## START

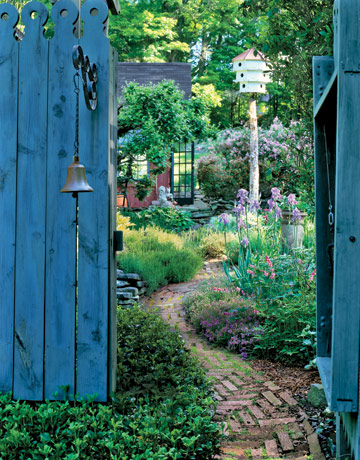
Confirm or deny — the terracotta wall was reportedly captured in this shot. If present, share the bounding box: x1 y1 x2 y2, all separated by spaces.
117 168 171 208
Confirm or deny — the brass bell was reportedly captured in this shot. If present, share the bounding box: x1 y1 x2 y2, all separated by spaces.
60 155 94 193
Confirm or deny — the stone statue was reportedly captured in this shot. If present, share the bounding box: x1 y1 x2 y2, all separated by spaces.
158 185 172 208
166 187 174 203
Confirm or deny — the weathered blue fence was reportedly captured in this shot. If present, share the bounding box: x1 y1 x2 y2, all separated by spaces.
0 0 117 401
313 0 360 459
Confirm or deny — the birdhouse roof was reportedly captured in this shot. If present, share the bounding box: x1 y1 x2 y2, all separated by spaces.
232 48 266 62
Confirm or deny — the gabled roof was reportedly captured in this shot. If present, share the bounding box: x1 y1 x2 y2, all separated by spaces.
117 62 191 99
232 48 266 61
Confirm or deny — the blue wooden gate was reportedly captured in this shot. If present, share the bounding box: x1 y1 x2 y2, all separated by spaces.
0 0 117 401
313 0 360 459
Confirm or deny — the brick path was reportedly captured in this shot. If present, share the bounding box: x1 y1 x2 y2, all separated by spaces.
144 262 325 460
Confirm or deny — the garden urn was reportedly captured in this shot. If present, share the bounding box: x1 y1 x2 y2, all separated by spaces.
281 210 307 251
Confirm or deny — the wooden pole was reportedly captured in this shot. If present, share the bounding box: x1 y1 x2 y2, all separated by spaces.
249 97 259 203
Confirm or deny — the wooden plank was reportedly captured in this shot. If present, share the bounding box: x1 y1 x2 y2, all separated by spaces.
108 46 118 393
313 56 337 357
14 2 48 400
45 0 78 399
331 0 360 412
76 0 110 401
0 3 19 392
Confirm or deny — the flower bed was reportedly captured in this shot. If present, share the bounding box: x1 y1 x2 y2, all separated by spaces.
0 308 220 460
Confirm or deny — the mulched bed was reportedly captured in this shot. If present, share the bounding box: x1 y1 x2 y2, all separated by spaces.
250 360 336 460
250 359 321 397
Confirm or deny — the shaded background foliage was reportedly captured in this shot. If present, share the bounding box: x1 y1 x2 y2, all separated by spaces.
109 0 333 127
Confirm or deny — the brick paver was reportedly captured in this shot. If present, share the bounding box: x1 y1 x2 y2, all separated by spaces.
144 262 316 460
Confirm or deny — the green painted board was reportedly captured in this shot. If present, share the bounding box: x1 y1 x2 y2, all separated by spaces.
14 2 48 400
45 0 78 398
76 0 111 401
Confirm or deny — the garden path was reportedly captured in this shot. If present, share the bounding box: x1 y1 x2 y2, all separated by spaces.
144 261 325 460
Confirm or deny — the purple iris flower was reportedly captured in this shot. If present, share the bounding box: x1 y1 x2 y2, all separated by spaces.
236 188 250 205
250 200 260 213
271 187 282 201
219 212 230 226
286 193 298 206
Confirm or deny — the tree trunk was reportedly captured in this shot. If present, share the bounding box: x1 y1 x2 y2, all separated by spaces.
249 98 259 203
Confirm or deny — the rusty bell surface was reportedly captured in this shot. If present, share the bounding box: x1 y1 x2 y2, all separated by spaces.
60 155 94 193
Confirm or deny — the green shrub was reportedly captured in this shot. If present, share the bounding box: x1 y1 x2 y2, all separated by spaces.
122 206 194 233
184 227 237 259
197 118 314 208
0 309 220 460
118 228 203 294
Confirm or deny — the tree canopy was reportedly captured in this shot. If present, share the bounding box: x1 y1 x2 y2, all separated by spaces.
118 80 216 199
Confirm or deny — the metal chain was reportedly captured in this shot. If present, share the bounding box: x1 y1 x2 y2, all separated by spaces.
74 72 80 157
324 125 334 226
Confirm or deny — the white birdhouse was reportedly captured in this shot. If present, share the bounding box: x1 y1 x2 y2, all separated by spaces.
232 48 271 93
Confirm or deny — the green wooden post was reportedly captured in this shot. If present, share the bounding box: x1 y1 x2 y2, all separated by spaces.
0 0 117 401
77 0 116 401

## END

• _Aim of the task_
Reproduce the full listing above verbatim, with no pictures included.

• _Exercise response_
Confirm or deny — the terracotta wall was reportedly captured in this shot. If present, share the bounding box: x1 y1 x2 y2, all separated by spaces.
117 168 171 208
Confirm or deny — the brass bell was reportedly captured in this shot. If present, share the bounding box: x1 y1 x2 y2, all separated by spaces.
60 155 94 193
Confirm or deny — the stone statue was reportedly captured in this shot. If present, share the bounding box: x1 y1 x2 y2, all separated by spaces.
158 185 172 208
166 187 174 203
Confirm or deny — the weathered blue fence was reportedly captured in this shot. If present, share the bounding box: x1 y1 x2 y2, all separated by spaces.
0 0 117 401
313 0 360 459
Confirm or deny — the birdhouse roof was reportedly captured in this shot. If present, share the bounding box: x1 y1 x2 y2, all separated by spaces.
232 48 266 62
Confirm or deny — the gabled roof was reportedly captured in this shot. If present, share the bounding box: x1 y1 x2 y2, all separated by spaces.
117 62 191 99
232 48 266 61
Confirm or deny — the blue wooden gate was reportedly captured in this shot. If present, share the bounding box: x1 y1 x2 y2, all separated by spaces.
0 0 117 401
313 0 360 459
Confirm or deny — the brick path was reportedly captured in this shot. If present, share the bounding box: x1 y1 x2 y2, all separated by spaces.
144 262 325 460
Confirm or deny — the garden urn was reportedly captured in this shot. If present, share the bounding box: x1 y1 x2 y2, all separated by spaces.
281 210 307 251
Confirm or deny — the wooden pole was reportedly captured in this shot. If present, share the bounding box: x1 y1 x2 y2, all separated by spaces.
249 97 259 203
Confirm or deny — the wooden plank was reportedly captured in this shot. If present, share the bounding box: x1 y1 x2 y2, all separated by spaces.
108 46 118 393
313 56 337 357
14 2 48 400
45 0 78 399
331 0 360 412
76 0 110 401
0 3 19 392
Confirm or deny — the flower bed was reportedly captured in this shot. If present, share the bounding box: x1 y1 x2 y2, all separated by spaces.
0 308 220 460
Confirm or deny — the mulched bed was reportedly captured in this shot. If present, share the bounding box: x1 y1 x2 y2, all separated by spaces.
250 360 336 460
250 359 321 397
Confirm or deny — the shaded background foliage was reportedly captured in this shot. If present, share the bounding box: x1 y1 x2 y2, all separated by spaces.
109 0 333 127
Confirm or deny — the brick paver was reportedly captured in this shot. If present, share the bounding box: x1 y1 x2 y2, all separated by spaces.
144 262 316 460
Confirm or deny — the green painted board was reportedly captured in this shot. If present, share the bounding box: x1 y1 x2 y2, all separated by spaces.
14 2 48 400
45 0 78 398
76 0 111 401
Confirm or deny — the garden path was reportedly captured in this shot. If present, share the bounding box: x1 y1 x2 y2, all separated by spaces.
144 261 325 460
Confirm or deny — the purple iris flower was reportedly captured in this shot. If present, share the bounding box: x1 y1 x2 y2, all separated by spaces.
236 188 250 205
250 200 260 213
271 187 282 201
219 212 230 226
286 193 298 206
Confirm or deny — the tree trunk was reportedly captured in this shot. If present, share the bounding box: x1 y1 x2 y2, all separated by spaces.
249 98 259 203
Confirm or deny — the rusty bell surface was reportedly captured in this shot. If present, share the bounding box: x1 y1 x2 y2, all separated by spaces.
60 155 94 193
Confirm or deny — the green shrub was reportedly captured in this shot. If present, share the bounding box: x1 y1 x2 y2, all separated by spaces.
122 206 194 233
184 227 237 259
197 118 314 208
0 309 220 460
118 228 203 294
Confirm or deny — the tree canopy was reportedly captured in this shot. If present, share the bounding box: x1 y1 x2 y2, all separated by spaces.
118 80 216 199
Confirm or deny — the metal chain was reportedly captured in this shot. If present, share the bounding box: x1 y1 x2 y2, all separated by spaces.
74 72 80 157
324 125 334 226
Confirm or deny — the white birdhouse was reportedly captured in this shot. If present, share the bounding box: x1 y1 x2 y2, all separated by spaces.
232 48 271 93
Confirm or deny — the green wooden post was reportedly captured in this shot. If present, share the bounding box: x1 y1 x2 y2, all separated by spaces.
0 0 117 401
77 0 116 401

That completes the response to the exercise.